#### Work instruction:
Going down the data below, set down exactly the line with "Category: blue station sign" and each line after it through the line with "221, row 5."; no other lines.

(Stored dataset items)
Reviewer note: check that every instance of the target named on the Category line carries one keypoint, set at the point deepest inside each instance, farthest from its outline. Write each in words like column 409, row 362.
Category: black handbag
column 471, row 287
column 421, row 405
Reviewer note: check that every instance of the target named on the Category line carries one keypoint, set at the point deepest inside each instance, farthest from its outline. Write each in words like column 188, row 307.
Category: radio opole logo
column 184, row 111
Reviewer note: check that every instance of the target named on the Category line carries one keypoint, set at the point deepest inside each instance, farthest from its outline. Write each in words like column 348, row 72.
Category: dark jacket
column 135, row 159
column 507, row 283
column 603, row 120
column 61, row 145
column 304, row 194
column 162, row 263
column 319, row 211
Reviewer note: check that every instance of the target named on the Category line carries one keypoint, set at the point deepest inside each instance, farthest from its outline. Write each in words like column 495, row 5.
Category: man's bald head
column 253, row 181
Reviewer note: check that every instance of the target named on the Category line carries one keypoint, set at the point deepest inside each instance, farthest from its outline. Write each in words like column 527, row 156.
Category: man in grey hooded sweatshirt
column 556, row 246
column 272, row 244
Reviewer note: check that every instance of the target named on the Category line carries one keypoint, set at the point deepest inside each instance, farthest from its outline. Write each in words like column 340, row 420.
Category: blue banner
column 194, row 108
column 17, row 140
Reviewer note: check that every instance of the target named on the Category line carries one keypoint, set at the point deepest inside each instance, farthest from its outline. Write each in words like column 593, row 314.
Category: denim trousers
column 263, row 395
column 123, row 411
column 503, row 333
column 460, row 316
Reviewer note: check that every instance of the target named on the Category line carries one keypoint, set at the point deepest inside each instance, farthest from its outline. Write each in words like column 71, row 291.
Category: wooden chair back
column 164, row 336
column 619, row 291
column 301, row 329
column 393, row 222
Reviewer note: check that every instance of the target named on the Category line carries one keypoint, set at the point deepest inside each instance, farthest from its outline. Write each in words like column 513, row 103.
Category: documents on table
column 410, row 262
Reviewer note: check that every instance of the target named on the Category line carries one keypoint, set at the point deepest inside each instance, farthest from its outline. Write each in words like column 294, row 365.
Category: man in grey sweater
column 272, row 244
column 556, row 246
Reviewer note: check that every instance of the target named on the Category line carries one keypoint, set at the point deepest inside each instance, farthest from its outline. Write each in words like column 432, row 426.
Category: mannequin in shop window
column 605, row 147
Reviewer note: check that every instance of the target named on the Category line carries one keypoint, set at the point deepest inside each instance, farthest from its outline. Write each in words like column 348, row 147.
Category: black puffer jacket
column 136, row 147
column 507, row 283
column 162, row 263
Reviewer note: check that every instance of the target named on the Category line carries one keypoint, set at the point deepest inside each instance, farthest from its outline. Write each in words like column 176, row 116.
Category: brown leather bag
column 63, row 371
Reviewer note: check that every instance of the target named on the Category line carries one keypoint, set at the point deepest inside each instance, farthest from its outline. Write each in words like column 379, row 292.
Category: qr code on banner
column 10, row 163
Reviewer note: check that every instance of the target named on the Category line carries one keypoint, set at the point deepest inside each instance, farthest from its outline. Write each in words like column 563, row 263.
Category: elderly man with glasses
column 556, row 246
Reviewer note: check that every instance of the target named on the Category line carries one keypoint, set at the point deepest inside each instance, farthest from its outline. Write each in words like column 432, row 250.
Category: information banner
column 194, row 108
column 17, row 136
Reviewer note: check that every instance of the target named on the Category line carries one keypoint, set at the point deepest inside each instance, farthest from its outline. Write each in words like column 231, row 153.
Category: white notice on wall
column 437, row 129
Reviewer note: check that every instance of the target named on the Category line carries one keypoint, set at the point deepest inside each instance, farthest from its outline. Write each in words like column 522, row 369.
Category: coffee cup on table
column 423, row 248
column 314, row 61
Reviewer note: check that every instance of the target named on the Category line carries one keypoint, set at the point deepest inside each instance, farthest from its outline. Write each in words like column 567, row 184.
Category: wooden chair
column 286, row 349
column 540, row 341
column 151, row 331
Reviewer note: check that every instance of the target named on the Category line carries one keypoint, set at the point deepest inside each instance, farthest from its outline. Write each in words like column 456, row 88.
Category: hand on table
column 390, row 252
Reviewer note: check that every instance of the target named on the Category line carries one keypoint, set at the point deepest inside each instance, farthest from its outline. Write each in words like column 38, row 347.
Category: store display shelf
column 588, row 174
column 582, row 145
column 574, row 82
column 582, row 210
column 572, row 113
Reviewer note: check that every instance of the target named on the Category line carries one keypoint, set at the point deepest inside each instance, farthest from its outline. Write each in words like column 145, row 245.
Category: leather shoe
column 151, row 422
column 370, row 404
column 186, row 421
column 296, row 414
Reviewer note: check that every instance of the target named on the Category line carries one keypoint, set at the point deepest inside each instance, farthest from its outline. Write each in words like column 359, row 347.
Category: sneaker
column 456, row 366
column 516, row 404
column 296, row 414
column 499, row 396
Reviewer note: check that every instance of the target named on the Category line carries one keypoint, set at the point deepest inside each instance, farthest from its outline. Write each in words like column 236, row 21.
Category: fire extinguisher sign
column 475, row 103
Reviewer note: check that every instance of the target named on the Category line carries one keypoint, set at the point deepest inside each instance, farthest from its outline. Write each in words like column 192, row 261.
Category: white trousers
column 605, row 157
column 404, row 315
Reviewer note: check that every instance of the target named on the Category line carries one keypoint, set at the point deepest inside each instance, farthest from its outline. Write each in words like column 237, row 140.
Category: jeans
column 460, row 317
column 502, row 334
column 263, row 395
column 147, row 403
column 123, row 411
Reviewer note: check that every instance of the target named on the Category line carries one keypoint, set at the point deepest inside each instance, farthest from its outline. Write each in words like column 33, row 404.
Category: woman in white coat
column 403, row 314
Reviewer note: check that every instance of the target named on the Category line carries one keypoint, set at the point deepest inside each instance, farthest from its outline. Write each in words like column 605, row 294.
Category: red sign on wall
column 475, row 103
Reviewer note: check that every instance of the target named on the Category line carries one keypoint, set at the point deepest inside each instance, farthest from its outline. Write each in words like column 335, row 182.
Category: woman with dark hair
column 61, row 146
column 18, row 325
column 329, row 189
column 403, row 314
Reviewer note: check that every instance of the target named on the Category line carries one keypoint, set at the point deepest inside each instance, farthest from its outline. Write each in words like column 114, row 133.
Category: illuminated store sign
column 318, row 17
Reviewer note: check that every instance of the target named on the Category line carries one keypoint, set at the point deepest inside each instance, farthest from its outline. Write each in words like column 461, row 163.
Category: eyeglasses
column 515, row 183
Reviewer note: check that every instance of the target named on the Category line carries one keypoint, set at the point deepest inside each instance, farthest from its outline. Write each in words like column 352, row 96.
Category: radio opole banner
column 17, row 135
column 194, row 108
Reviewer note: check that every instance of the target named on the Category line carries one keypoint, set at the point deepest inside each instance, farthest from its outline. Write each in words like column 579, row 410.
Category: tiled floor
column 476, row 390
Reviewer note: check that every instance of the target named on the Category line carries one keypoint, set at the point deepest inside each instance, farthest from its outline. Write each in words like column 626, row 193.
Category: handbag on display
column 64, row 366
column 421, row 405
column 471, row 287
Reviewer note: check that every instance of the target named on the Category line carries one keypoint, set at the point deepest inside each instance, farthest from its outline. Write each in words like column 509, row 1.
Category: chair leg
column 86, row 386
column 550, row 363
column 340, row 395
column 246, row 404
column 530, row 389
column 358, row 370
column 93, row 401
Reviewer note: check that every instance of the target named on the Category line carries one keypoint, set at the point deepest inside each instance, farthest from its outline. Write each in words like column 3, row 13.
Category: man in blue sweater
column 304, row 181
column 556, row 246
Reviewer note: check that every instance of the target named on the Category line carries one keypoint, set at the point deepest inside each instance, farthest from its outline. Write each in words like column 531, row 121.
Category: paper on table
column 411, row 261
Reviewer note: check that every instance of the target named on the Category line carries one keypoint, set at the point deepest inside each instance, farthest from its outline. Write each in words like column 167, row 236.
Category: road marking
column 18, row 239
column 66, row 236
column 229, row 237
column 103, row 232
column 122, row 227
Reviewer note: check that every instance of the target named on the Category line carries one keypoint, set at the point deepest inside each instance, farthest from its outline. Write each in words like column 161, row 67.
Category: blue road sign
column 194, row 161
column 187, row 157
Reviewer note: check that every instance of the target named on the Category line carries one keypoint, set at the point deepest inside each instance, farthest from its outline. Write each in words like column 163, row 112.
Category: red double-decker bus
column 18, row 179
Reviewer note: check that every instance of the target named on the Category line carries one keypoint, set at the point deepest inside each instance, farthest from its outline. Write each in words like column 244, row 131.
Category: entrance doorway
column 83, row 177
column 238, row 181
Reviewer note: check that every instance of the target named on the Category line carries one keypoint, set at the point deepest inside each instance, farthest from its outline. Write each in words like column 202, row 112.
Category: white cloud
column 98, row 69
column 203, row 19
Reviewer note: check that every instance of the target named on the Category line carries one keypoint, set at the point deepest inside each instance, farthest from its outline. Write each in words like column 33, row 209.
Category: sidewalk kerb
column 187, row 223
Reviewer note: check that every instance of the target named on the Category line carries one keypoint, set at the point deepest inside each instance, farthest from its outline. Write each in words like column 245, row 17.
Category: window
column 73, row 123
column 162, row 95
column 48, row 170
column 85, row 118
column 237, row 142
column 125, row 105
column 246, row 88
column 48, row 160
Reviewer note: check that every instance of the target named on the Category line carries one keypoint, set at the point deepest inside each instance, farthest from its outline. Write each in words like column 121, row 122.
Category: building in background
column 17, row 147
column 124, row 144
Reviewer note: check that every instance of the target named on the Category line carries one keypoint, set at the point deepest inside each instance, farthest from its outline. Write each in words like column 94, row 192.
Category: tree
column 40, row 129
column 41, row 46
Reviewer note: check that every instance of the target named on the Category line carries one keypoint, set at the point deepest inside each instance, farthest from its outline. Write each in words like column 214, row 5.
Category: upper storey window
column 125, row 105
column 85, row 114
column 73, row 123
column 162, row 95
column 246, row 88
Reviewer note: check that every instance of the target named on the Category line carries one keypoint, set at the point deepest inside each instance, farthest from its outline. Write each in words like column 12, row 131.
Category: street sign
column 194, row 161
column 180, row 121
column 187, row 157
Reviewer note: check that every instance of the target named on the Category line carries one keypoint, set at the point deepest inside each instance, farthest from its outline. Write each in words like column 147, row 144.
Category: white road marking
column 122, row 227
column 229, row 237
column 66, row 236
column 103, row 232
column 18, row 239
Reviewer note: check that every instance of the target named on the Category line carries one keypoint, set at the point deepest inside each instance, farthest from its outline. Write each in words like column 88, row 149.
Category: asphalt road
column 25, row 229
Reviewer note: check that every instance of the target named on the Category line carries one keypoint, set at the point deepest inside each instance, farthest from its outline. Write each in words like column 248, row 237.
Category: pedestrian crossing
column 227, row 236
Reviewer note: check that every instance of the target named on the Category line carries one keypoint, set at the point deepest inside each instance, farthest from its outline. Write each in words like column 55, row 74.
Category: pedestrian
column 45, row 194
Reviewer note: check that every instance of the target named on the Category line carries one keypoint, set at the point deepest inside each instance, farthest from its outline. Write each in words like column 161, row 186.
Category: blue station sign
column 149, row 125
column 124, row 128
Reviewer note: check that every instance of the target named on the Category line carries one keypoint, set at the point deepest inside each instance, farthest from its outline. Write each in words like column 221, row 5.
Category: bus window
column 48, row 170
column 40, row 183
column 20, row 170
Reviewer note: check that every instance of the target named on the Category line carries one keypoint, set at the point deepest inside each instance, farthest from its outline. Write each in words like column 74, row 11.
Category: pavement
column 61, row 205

#### Exercise output:
Category: blue station sign
column 149, row 125
column 124, row 128
Reviewer note: check that every instance of the target named on the Category line carries one keypoint, set at the point deepest inside each instance, farthest from its outline. Write each in words like column 221, row 5.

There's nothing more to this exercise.